What to do: Can you copy the comment thread about LLMs in coding between "You are correct, but" and "keep pushing nonsense.", inclusive, swapping "tech leads" for "team leads"?
Passage to read START
Comment by kif
20 hours ago
But that's the problem. Something that can be so reliable at times, can also fail miserably at others. I've seen this in myself and colleagues of mine, where LLM use leads to faster burnout and higher cognitive load. You're not just coding anymore, you're thinking about what needs to be done, and then reviewing it as if someone else wrote the code.
LLMs are great for rapid prototyping, boilerplate, that kind of thing. I myself use them daily. But the amount of mistakes Claude makes is not negligible in my experience.
This is a fair observation, and I think it actually reinforces the argument. The burnout you're describing comes from treating AI output as "your code that happens to need review." It's not. It's a hypothesis. Once you reframe it that way, the workflow shifts: you invest more in tests, validation scenarios, acceptance criteria, clear specs. Less time writing code, more time defining what correct looks like. That's not extra work on top of engineering. That is the engineering now. The teams I've seen adapt best are the ones that made this shift explicit: the deliverable isn't the code, it's the proof that the code is right.
> I've seen this in myself and colleagues of mine, where LLM use leads to faster burnout and higher cognitive load.
This needs more attention. There's a lot of inhumanity in the modern workplace and modern economy, and that needs to be addressed.
AI is being dumped into the society of 2026, which is about extracting as much wealth as possible for the already-wealthy shareholder class. Any wealth, comfort, or security anyone else gets is basically a glitch that "should" be fixed.
AI is an attempt to fix the glitch of having a well-compensated and comfortable knowledge worker class (which includes software engineers). They'd rather have what few they need running hot and burning out, and a mass of idle people ready to take their place for bottom-dollar.
This is a fair point. The cognitive load is real. Reviewing AI output is a different kind of exhausting than writing code yourself.
Even when the output is "guided," I don't trust it. I still review every single line. Every statement. I need to understand what the hell is going on before it goes anywhere. That's non-negotiable. I think it gets better as you build tighter feedback loops and better testing around it, but I won't pretend it's effortless.
You are correct, but this is not a new role. AI effectively makes all of us tech leads.
Prototyping is a perfectly fine use of LLMs - its easier to see a closer-to-finished good than one that is not.
But that won't generate the returns Model producers need :) This is the issue. So they will keep pushing nonsense.
Passage to read END
Material provided START
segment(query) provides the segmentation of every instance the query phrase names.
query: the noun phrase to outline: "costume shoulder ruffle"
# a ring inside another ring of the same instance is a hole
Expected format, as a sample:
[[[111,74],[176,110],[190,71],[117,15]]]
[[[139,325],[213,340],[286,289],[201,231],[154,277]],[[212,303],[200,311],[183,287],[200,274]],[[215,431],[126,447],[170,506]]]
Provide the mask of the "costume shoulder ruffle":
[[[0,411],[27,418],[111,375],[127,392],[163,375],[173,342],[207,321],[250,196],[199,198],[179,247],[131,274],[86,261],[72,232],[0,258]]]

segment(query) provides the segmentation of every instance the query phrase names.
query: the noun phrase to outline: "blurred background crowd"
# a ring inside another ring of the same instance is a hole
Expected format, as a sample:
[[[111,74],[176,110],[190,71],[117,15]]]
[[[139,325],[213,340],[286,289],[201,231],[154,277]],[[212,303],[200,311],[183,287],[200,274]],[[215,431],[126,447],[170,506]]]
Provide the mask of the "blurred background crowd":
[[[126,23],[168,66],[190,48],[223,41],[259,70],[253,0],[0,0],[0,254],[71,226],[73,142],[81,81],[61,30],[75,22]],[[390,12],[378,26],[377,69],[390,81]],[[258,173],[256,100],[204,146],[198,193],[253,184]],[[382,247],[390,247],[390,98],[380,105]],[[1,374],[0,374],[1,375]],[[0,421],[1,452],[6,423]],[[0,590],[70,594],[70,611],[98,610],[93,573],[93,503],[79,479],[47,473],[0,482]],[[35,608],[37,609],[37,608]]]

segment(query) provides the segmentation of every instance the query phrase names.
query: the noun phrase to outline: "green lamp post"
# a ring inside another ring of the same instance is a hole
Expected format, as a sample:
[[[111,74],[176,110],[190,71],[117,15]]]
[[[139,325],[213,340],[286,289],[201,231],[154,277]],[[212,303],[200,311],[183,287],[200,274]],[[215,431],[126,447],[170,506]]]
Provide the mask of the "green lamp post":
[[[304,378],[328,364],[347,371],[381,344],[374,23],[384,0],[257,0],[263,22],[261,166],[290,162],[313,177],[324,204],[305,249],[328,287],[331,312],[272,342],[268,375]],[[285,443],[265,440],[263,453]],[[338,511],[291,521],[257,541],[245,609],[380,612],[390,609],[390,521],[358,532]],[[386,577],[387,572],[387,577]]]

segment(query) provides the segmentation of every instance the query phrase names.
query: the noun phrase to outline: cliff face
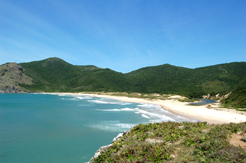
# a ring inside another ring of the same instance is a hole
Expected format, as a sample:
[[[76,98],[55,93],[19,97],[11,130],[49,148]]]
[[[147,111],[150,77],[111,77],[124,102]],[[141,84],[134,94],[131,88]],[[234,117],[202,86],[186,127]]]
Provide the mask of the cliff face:
[[[32,84],[32,79],[26,76],[25,70],[17,63],[6,63],[0,66],[0,92],[25,92],[19,84]]]

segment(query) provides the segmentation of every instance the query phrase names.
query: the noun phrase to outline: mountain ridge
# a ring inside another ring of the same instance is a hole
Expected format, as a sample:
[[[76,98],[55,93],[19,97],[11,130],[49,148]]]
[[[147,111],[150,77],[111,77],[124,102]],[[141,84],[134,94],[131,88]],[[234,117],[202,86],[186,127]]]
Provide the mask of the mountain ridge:
[[[129,73],[93,65],[72,65],[60,58],[19,63],[32,84],[20,83],[31,92],[139,92],[201,97],[225,94],[246,86],[246,62],[224,63],[195,69],[163,64]],[[2,65],[1,65],[2,66]],[[3,68],[0,67],[0,70]],[[18,81],[17,81],[18,83]],[[5,91],[3,88],[2,91]]]

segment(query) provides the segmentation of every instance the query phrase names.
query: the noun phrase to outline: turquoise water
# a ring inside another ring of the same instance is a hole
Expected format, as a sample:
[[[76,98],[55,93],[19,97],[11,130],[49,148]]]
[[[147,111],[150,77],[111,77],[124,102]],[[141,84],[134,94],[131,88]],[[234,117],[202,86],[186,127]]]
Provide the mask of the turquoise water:
[[[0,94],[0,162],[86,162],[139,123],[187,121],[160,106],[92,96]]]
[[[216,101],[210,99],[200,99],[199,102],[190,103],[190,105],[207,105],[212,103],[216,103]]]

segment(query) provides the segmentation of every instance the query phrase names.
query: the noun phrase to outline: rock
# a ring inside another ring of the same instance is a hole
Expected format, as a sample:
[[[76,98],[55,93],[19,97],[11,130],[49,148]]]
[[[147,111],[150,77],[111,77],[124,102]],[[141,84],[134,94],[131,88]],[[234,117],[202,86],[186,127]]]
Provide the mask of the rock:
[[[111,146],[112,144],[100,147],[88,163],[92,163],[100,155],[101,152],[105,152]]]

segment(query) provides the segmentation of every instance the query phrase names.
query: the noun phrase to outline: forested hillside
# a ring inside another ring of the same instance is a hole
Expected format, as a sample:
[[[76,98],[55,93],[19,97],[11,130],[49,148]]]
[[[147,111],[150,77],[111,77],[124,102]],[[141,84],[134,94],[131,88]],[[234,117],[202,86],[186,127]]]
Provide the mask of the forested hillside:
[[[32,85],[29,91],[170,93],[188,97],[228,93],[246,86],[246,63],[234,62],[196,69],[164,64],[127,74],[95,66],[74,66],[59,58],[20,63]]]

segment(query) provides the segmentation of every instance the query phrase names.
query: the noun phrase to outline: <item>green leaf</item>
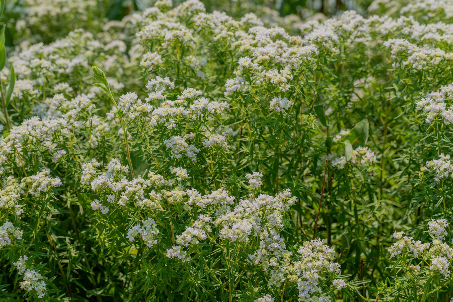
Material provided END
Expected output:
You are correct, but this is not a new role. AI effectively makes all of us team leads.
Prototyping is a perfectly fine use of LLMs - its easier to see a closer-to-finished good than one that is not.
But that won't generate the returns Model producers need :) This is the issue. So they will keep pushing nonsense.